═══ EXTRACTED DATA
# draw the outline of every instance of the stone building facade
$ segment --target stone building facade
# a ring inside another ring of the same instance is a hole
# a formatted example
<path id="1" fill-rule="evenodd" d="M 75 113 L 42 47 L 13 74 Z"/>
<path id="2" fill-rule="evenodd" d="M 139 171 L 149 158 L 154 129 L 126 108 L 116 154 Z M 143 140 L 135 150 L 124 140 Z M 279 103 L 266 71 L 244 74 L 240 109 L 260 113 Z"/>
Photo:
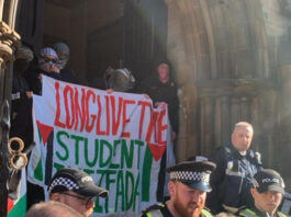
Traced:
<path id="1" fill-rule="evenodd" d="M 155 5 L 152 0 L 128 1 Z M 44 39 L 67 42 L 72 68 L 86 77 L 90 35 L 110 32 L 115 25 L 124 31 L 124 22 L 119 21 L 124 18 L 126 0 L 45 2 Z M 255 127 L 253 148 L 261 152 L 265 167 L 283 174 L 290 187 L 291 1 L 156 2 L 167 9 L 167 38 L 159 39 L 166 42 L 179 87 L 178 160 L 209 156 L 215 147 L 230 142 L 236 122 L 247 121 Z M 116 65 L 123 60 L 116 58 Z"/>

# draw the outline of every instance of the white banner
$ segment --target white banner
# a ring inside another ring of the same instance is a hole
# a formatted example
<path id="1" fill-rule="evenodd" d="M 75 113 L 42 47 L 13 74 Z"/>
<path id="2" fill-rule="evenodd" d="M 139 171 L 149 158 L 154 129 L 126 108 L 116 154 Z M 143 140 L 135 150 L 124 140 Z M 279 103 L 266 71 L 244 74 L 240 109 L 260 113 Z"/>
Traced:
<path id="1" fill-rule="evenodd" d="M 154 108 L 142 94 L 109 94 L 43 77 L 33 118 L 30 182 L 46 190 L 64 167 L 86 171 L 110 192 L 97 201 L 96 216 L 138 216 L 156 203 L 159 164 L 170 142 L 167 107 Z"/>

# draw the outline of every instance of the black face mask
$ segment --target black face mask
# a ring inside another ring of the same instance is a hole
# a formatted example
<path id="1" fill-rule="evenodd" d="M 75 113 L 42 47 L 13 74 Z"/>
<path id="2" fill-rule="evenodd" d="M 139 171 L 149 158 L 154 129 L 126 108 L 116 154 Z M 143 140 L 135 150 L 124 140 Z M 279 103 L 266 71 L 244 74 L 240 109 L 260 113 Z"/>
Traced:
<path id="1" fill-rule="evenodd" d="M 30 61 L 26 59 L 16 59 L 14 61 L 14 69 L 19 72 L 24 72 L 30 67 Z"/>

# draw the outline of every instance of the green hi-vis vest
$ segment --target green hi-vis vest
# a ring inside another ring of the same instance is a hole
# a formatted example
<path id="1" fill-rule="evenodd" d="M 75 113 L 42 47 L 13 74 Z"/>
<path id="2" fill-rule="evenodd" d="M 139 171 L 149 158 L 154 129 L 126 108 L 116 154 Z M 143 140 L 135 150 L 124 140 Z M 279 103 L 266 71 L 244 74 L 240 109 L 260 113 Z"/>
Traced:
<path id="1" fill-rule="evenodd" d="M 280 216 L 280 217 L 288 217 L 287 215 L 280 213 L 280 212 L 277 212 L 277 214 Z M 243 216 L 243 217 L 260 217 L 258 216 L 255 212 L 253 212 L 251 209 L 249 208 L 246 208 L 246 209 L 243 209 L 239 212 L 239 216 Z"/>
<path id="2" fill-rule="evenodd" d="M 159 209 L 153 209 L 146 213 L 147 217 L 163 217 L 163 214 Z M 210 212 L 206 209 L 202 209 L 201 215 L 202 217 L 213 217 Z"/>

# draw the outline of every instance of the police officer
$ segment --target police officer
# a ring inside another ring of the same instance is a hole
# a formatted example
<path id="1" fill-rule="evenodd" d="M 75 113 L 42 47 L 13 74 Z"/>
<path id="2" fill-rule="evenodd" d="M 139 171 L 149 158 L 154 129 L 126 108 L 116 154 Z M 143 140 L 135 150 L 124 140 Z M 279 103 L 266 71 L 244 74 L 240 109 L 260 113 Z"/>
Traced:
══════
--- THE PROBLEM ---
Copy every one of the records above word for word, but leave the pictures out of your copy.

--- SOLVED PROBLEM ---
# draw the outline of every instance of the stone building facade
$ segment --target stone building facade
# a ring inside another ring of the same instance is a hole
# a formatted example
<path id="1" fill-rule="evenodd" d="M 75 113 L 42 47 L 13 74 Z"/>
<path id="2" fill-rule="evenodd" d="M 139 171 L 149 158 L 154 129 L 126 108 L 116 154 Z M 143 140 L 135 150 L 124 140 Z M 279 103 L 266 71 L 244 74 L 240 109 L 260 113 Z"/>
Photo:
Traced:
<path id="1" fill-rule="evenodd" d="M 155 5 L 152 0 L 128 1 Z M 44 39 L 67 42 L 72 68 L 86 77 L 90 35 L 110 32 L 115 25 L 124 31 L 124 22 L 119 21 L 124 18 L 126 0 L 45 2 Z M 255 127 L 253 148 L 261 152 L 265 167 L 283 174 L 290 187 L 291 1 L 156 2 L 167 9 L 167 38 L 159 39 L 166 42 L 179 87 L 178 160 L 209 156 L 215 147 L 230 142 L 236 122 L 247 121 Z M 116 65 L 123 60 L 116 58 Z"/>

# draw the outline of every instance of the white banner
$ segment --target white banner
# a ring inside another ring of the same instance is a hole
# a formatted example
<path id="1" fill-rule="evenodd" d="M 75 113 L 42 47 L 13 74 Z"/>
<path id="2" fill-rule="evenodd" d="M 139 171 L 149 158 L 154 129 L 126 108 L 116 154 Z M 143 140 L 135 150 L 124 140 Z M 279 103 L 266 71 L 244 74 L 240 109 L 260 113 Z"/>
Traced:
<path id="1" fill-rule="evenodd" d="M 154 108 L 142 94 L 109 94 L 43 77 L 33 118 L 30 182 L 46 190 L 64 167 L 86 171 L 110 192 L 97 201 L 96 216 L 138 216 L 156 203 L 159 164 L 170 142 L 167 107 Z"/>

# draw the outline of every instance of the black face mask
$ segment --target black face mask
# a ring inside another ring of the same instance is a hole
# a formatted example
<path id="1" fill-rule="evenodd" d="M 75 113 L 42 47 L 13 74 Z"/>
<path id="2" fill-rule="evenodd" d="M 139 171 L 149 158 L 154 129 L 126 108 L 116 154 Z M 143 140 L 135 150 L 124 140 Z M 279 103 L 266 71 L 244 74 L 240 109 L 260 113 Z"/>
Traced:
<path id="1" fill-rule="evenodd" d="M 30 61 L 26 59 L 16 59 L 14 61 L 14 69 L 19 72 L 24 72 L 30 67 Z"/>

# draw the outline of every instance of the green hi-vis vest
$ segment --target green hi-vis vest
# a ring inside another ring of the same instance is a hole
# a formatted example
<path id="1" fill-rule="evenodd" d="M 75 113 L 42 47 L 13 74 Z"/>
<path id="2" fill-rule="evenodd" d="M 139 171 L 149 158 L 154 129 L 126 108 L 116 154 Z M 143 140 L 135 150 L 124 140 Z M 279 103 L 266 71 L 244 74 L 240 109 L 260 113 Z"/>
Traced:
<path id="1" fill-rule="evenodd" d="M 280 216 L 280 217 L 288 217 L 287 215 L 280 213 L 280 212 L 277 212 L 277 214 Z M 243 216 L 243 217 L 260 217 L 258 216 L 255 212 L 253 212 L 251 209 L 249 208 L 246 208 L 246 209 L 243 209 L 239 212 L 239 216 Z"/>
<path id="2" fill-rule="evenodd" d="M 159 209 L 153 209 L 146 213 L 147 217 L 163 217 L 163 214 Z M 210 212 L 206 209 L 202 209 L 201 215 L 202 217 L 213 217 Z"/>

# draw the outline of every instance of the police officer
$ segment --target police officer
# a ring inside another ring of the same instance is a hole
# a formatted example
<path id="1" fill-rule="evenodd" d="M 75 113 L 42 47 L 13 74 Z"/>
<path id="2" fill-rule="evenodd" d="M 139 171 L 149 158 L 154 129 L 126 108 L 116 154 Z M 143 140 L 135 150 L 124 140 Z M 279 103 L 266 71 L 244 74 L 240 109 L 260 113 Z"/>
Traced:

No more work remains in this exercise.